(Excerpts of labeled region data):
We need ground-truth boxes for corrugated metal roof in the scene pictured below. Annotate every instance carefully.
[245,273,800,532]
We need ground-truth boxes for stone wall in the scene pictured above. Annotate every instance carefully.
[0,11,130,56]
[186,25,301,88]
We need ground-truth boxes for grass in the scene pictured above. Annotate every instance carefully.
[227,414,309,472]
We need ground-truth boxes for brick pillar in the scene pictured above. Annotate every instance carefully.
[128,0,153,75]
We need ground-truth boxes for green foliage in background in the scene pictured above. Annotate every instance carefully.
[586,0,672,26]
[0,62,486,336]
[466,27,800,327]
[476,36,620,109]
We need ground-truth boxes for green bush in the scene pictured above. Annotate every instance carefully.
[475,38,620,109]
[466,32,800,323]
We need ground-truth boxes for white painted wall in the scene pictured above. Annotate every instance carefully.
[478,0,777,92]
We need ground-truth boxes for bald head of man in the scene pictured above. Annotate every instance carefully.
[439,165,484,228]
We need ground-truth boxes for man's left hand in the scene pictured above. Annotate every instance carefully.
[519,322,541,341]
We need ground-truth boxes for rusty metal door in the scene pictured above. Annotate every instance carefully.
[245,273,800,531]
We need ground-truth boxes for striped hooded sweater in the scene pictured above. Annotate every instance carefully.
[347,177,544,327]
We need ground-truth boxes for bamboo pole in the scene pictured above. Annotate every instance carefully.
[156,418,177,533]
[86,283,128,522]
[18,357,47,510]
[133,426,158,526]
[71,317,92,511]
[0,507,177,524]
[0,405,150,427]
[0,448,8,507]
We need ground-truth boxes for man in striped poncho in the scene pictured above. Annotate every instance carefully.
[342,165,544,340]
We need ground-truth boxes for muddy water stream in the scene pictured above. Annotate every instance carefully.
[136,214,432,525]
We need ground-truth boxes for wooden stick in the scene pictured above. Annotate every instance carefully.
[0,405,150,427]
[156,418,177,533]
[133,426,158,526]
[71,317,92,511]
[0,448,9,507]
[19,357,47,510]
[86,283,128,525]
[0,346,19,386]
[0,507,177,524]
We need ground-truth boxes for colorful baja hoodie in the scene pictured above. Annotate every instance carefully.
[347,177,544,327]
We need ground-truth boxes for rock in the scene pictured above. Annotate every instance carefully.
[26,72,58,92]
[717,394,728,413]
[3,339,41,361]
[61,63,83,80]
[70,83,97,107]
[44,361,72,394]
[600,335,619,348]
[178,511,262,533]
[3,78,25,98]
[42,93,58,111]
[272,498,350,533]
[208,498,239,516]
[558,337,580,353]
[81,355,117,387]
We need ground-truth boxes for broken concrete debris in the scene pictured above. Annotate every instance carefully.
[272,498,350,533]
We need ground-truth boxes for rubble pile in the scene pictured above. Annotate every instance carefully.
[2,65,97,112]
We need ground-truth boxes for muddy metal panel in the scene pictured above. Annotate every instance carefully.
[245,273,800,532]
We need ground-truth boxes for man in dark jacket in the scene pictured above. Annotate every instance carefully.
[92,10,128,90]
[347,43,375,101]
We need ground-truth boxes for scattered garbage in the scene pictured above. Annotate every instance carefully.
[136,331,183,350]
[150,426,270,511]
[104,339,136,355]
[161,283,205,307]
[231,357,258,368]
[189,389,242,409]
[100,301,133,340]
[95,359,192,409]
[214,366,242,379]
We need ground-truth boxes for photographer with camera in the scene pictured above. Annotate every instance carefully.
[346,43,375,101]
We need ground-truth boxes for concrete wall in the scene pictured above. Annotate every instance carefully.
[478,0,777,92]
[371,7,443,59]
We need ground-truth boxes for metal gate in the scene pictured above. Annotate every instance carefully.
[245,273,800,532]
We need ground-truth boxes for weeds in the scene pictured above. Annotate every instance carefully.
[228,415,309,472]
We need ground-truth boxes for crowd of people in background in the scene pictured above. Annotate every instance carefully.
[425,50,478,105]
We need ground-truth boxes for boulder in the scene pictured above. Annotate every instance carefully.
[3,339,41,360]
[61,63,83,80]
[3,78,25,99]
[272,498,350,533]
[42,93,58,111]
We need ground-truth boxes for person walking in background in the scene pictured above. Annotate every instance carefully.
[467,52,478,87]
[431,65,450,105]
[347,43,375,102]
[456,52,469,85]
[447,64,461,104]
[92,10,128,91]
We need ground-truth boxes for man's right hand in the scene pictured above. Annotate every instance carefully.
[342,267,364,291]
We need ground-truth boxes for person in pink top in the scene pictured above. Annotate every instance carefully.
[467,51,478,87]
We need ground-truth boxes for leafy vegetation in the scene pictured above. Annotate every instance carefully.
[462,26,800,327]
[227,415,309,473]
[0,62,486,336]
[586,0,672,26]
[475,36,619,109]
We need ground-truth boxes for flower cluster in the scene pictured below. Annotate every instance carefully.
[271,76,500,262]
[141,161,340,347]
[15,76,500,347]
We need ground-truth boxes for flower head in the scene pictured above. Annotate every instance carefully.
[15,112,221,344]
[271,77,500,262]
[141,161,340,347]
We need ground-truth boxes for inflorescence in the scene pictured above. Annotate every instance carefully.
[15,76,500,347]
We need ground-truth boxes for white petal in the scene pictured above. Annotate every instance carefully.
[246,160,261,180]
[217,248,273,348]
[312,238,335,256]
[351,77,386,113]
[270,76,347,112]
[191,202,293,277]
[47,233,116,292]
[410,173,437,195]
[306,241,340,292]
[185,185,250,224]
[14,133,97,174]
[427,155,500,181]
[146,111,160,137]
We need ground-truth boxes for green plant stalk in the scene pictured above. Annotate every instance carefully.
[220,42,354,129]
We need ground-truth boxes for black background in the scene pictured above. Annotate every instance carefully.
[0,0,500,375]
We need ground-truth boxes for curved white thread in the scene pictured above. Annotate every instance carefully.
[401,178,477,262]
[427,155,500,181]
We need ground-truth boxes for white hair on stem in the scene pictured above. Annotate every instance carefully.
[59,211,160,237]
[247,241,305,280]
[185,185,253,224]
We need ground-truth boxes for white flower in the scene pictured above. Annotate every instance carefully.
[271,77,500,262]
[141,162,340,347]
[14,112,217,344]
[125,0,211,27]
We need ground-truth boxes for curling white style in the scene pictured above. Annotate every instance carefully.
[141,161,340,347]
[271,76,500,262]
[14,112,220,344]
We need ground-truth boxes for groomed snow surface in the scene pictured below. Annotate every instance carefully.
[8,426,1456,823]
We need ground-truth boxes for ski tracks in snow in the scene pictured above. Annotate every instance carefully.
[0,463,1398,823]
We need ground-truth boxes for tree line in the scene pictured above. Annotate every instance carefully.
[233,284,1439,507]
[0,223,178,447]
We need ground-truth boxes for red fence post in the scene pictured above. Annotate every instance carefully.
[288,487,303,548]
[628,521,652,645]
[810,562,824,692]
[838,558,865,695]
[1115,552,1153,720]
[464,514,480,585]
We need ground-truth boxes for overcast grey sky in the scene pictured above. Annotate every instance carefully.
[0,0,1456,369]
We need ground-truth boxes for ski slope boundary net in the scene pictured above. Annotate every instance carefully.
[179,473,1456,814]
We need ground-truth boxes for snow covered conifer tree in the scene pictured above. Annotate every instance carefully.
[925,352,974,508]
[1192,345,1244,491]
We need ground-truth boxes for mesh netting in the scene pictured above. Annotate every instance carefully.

(YOUR GOAL): Copy out everything from the line containing "We need ground-truth boxes for flower cluster" down to the line containing "[146,111,160,137]", swapping "white petal" for "cream petal" and keeping all else unchanged.

(WRITTEN ANSWER):
We need ground-truth boxes for flower cluster in the scene pictured below. Annotate every instance carefully.
[271,76,500,262]
[141,161,340,347]
[15,76,500,347]
We need ground-truth boxes for flower head in the scene pictured above. Annotate every instance carefully.
[15,112,221,344]
[271,77,500,262]
[141,161,340,347]
We need ground-truth boxes for inflorescence in the scene pictured above. Annotate every instance carefully.
[15,76,500,347]
We need ground-truth boxes for cream petal in the scene pictured above. Annotate every instance carefully.
[246,160,261,180]
[217,248,273,348]
[312,238,335,256]
[351,77,386,113]
[270,76,347,112]
[191,202,293,277]
[47,233,116,292]
[410,173,437,195]
[306,241,340,292]
[185,185,250,224]
[14,133,97,174]
[427,155,500,181]
[146,111,160,137]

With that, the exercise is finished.